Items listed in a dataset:

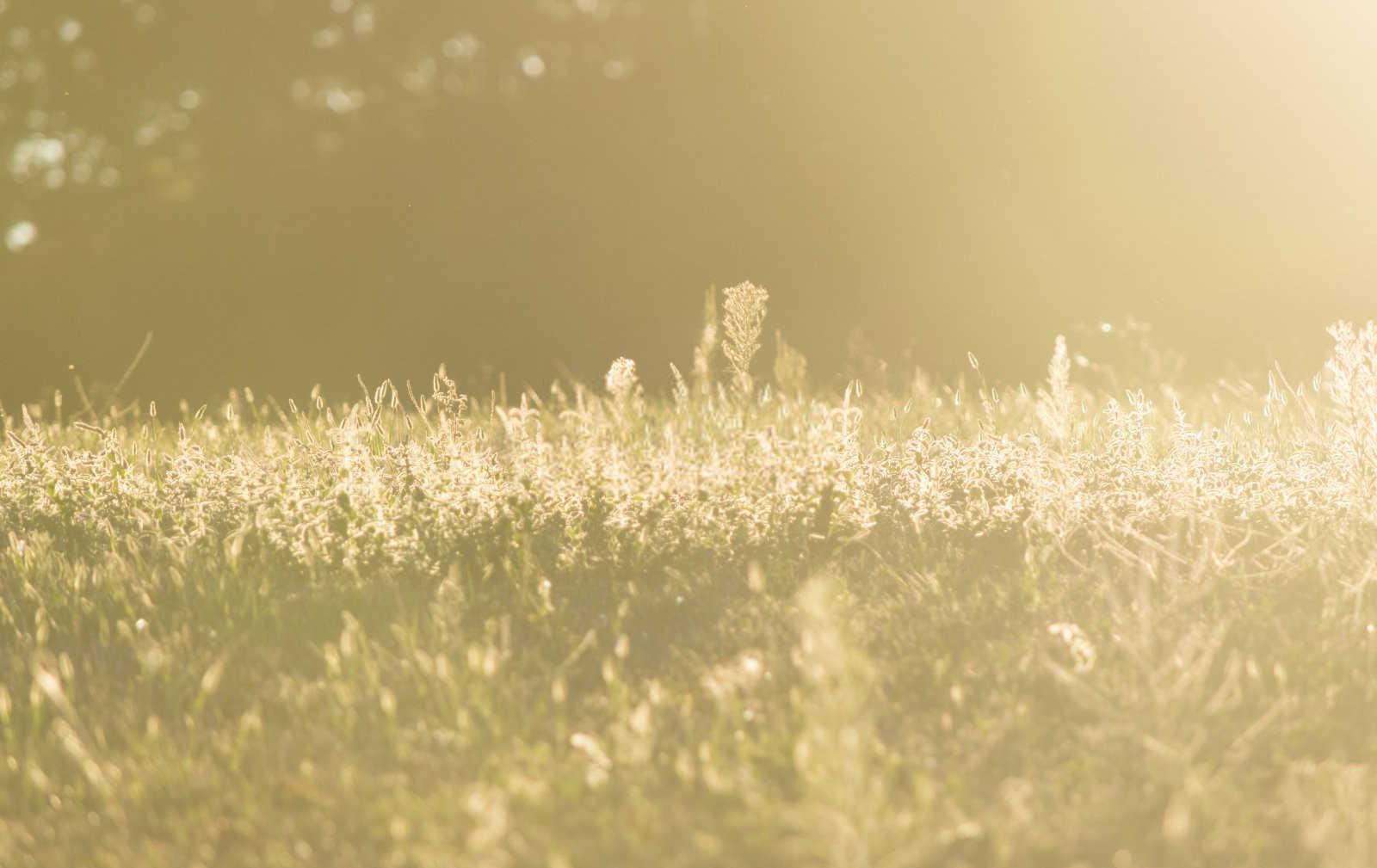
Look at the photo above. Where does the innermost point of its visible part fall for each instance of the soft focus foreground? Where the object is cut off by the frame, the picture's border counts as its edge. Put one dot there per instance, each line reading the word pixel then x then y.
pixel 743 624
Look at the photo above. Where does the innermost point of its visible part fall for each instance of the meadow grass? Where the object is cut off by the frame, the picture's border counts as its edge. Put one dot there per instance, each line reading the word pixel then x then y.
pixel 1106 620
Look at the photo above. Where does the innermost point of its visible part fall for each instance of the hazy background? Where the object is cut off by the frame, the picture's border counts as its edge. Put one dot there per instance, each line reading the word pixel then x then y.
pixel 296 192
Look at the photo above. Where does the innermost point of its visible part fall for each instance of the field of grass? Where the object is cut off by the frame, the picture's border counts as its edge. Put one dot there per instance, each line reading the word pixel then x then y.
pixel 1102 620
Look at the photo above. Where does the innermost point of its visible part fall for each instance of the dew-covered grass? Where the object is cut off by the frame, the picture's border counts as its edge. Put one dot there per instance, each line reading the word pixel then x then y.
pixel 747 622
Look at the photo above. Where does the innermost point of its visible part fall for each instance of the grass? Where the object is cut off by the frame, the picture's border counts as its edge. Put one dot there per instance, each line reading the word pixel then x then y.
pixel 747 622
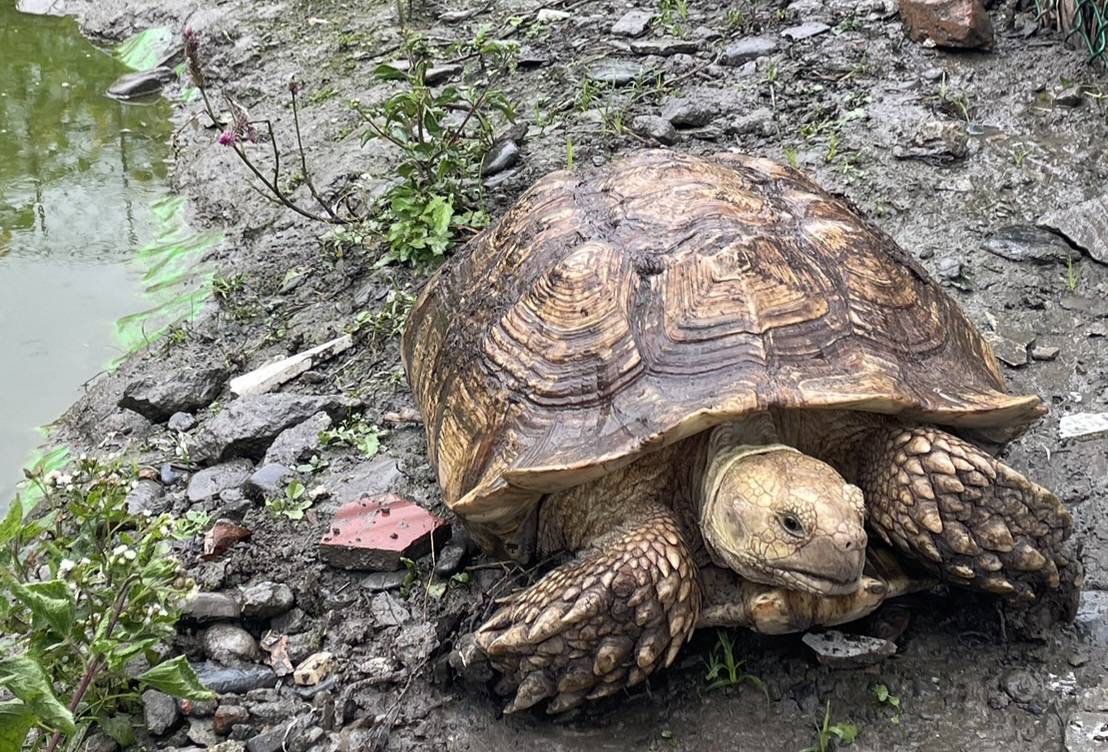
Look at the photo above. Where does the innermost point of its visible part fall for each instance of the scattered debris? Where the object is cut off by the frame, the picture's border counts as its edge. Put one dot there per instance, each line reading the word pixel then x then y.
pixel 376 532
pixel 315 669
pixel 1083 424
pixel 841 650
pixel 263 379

Short problem –
Convert all of the data above into a Markdown table with two columns, Row and Line, giving each line its own numbered row and leaving out blank lines. Omit the pictures from the table.

The completed task –
| Row | Line |
|---|---|
| 1 | Look at the photo above. Where does the innermost point of its visible part fall for each instance of the soft focus foreground? Where the object is cut off by the frame, the picture's border counts as its edge. Put one dot there per instance, each line reading the word pixel then x then y. |
| 2 | pixel 743 624 |
| 3 | Look at the photo above. Where does the innermost point of its visible part fall for each instance of the meadow grass? Where the object is cut off by the frame, the picture's border counts as its edge. Put one dot there per instance, each line reading the word pixel then x then y. |
| 4 | pixel 1106 620 |
| 5 | Look at the photo above. Where does the innermost point of its visible part fall for each instance of the hazy background? Where the object is cut off by the frame, the picture's border counts as its edge. Put one dot there per instance, each line reading the word pixel then x then y. |
| 6 | pixel 296 192 |
| 7 | Look at the photo above. Where does the innermost point of its visible part fall for each instance of the field of grass? Where the object is cut off by the frame, the picture's border counts as its edge. Put one dot there per instance, each line reading the word pixel then x then y. |
| 8 | pixel 1102 620 |
| 9 | Look at the photo above. Where does the innermost point of its visible part fall for each instance of the dew-covered grass? Where the object is cut off by the frame, the picture's border counts as its edge. Put one dot there per instance, each line reading the word pixel then x then y. |
| 10 | pixel 747 622 |
| 11 | Look at the photo above. Where does the innermost point of its visible part fall for each instance of the grass? Where the object is cut off by the frame, the picture's border counts as its edge. Put one dot there per instance, each line reading the word pixel then x then y. |
| 12 | pixel 747 622 |
| 13 | Look at the photo above. Where does the innermost point of its visible part fall for each instance of the scattered debris? Where the object is cut off by the frame, the picture's border counts as its edge. Put one dot there per instance, each line reading the word pixel then x then y. |
| 14 | pixel 376 532 |
| 15 | pixel 315 669 |
| 16 | pixel 1083 424 |
| 17 | pixel 841 650 |
| 18 | pixel 263 379 |